» Instrução escrita 1: Transcreva do excerto sobre a política comercial externa do Brasil o trecho entre "O País se fechou" e "sul-americano, no ano passado.", inclusive.
» Instrução escrita 2: Retome o excerto sobre a política comercial externa do Brasil e prossiga a redação logo após a última frase apresentada.

» Excerto:
━━━━━━━━━━━━━━━━━━━━━━━━━━━━━━

O País se fechou numa política equivocada, privilegiando a parceria com a problemática Argentina, por exemplo. As barreiras erguidas pela presidenta Cristina Kirchner derrubaram o saldo comercial de US$ 5,8 bilhões a favor do Brasil, em 2011, para menos de US$ 2 bilhões no ano passado. As perspectivas para este ano são ainda piores. Atrelado ao Mercosul, o País tem demonstrado uma ambição limitada de ampliar os horizontes do comércio exterior, algo que não condiz com o status de sétima economia do planeta. A única “ousadia” brasileira em sua política externa nos últimos anos foi liderar a pressão para que a também problemática Venezuela fosse aceita no bloco sul-americano, no ano passado.

━━━━━━━━━━━━━━━━━━━━━━━━━━━━━━

» Registros de dados:

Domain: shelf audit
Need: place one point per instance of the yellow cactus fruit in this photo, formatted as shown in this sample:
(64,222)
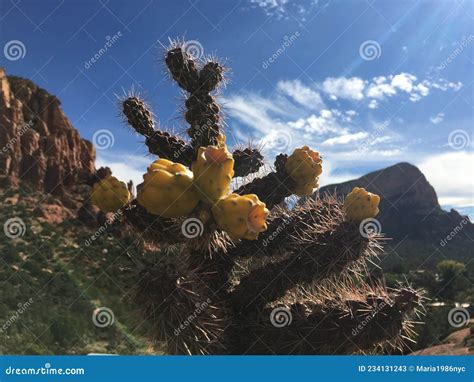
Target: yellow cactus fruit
(241,216)
(361,204)
(168,189)
(213,171)
(110,194)
(221,139)
(304,166)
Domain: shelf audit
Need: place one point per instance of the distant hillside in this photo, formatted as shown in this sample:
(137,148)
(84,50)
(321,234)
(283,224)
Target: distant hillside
(410,214)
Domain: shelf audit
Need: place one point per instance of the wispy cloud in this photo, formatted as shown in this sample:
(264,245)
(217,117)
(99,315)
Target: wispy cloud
(301,94)
(437,119)
(450,173)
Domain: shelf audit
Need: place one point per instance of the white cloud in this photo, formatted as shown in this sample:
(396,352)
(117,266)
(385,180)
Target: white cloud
(437,119)
(403,81)
(373,104)
(301,94)
(450,174)
(345,139)
(124,167)
(380,90)
(347,88)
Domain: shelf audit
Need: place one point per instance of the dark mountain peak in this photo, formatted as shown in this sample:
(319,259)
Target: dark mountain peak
(38,143)
(409,205)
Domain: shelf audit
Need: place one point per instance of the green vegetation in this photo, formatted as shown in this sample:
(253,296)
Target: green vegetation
(52,282)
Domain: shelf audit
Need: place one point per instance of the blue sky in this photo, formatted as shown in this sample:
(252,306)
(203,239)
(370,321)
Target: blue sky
(366,83)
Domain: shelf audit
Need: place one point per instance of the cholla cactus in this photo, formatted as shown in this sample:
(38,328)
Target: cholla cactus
(245,274)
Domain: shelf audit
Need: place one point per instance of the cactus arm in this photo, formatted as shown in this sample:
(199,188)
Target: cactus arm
(345,326)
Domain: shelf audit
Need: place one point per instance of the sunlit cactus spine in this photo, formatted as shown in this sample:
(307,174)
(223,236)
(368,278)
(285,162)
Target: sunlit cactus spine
(240,274)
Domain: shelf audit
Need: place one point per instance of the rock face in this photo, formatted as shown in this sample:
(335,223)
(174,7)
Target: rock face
(38,144)
(409,206)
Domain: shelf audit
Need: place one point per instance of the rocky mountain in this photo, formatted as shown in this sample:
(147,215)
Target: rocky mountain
(38,143)
(409,206)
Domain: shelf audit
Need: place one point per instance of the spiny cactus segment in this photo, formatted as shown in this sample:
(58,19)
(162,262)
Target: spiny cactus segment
(241,259)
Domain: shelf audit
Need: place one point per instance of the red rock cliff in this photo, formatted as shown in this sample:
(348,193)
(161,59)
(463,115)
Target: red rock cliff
(38,144)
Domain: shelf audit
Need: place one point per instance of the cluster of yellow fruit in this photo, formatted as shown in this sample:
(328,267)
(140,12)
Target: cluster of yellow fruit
(304,166)
(172,190)
(361,204)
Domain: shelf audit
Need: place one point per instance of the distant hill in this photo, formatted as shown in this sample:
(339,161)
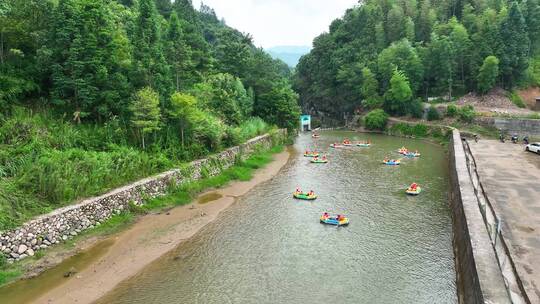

━━━━━━━━━━━━━━━━━━━━━━━━━━━━━━

» Resultado 1:
O País se fechou numa política equivocada, privilegiando a parceria com a problemática Argentina, por exemplo. As barreiras erguidas pela presidenta Cristina Kirchner derrubaram o saldo comercial de US$ 5,8 bilhões a favor do Brasil, em 2011, para menos de US$ 2 bilhões no ano passado. As perspectivas para este ano são ainda piores. Atrelado ao Mercosul, o País tem demonstrado uma ambição limitada de ampliar os horizontes do comércio exterior, algo que não condiz com o status de sétima economia do planeta. A única “ousadia” brasileira em sua política externa nos últimos anos foi liderar a pressão para que a também problemática Venezuela fosse aceita no bloco sul-americano, no ano passado.

» Resultado 2:
Afora os acordos bilaterais com economias pequenas, como Israel, Palestina e Egito, de 2008, o Brasil está paralisado há quatro anos nessa área. “O anúncio do tratado transatlântico nos coloca em situação delicada”, alerta o embaixador Rubens Barbosa, presidente do Conselho de Comércio Exterior da Federação das Indústrias do Estado de São Paulo (Fiesp). “Poderemos perder vantagens tarifárias com a UE e até aumentar nosso isolamento diante de novos blocos.” As exportações brasileiras, que hoje padecem a falta de uma política de competitividade, podem perder ainda mais espaço. “Por que negociar com a Argentina, em vez de buscar aproximação com a União Europeia e os Estados Unidos?”, indaga Barbosa.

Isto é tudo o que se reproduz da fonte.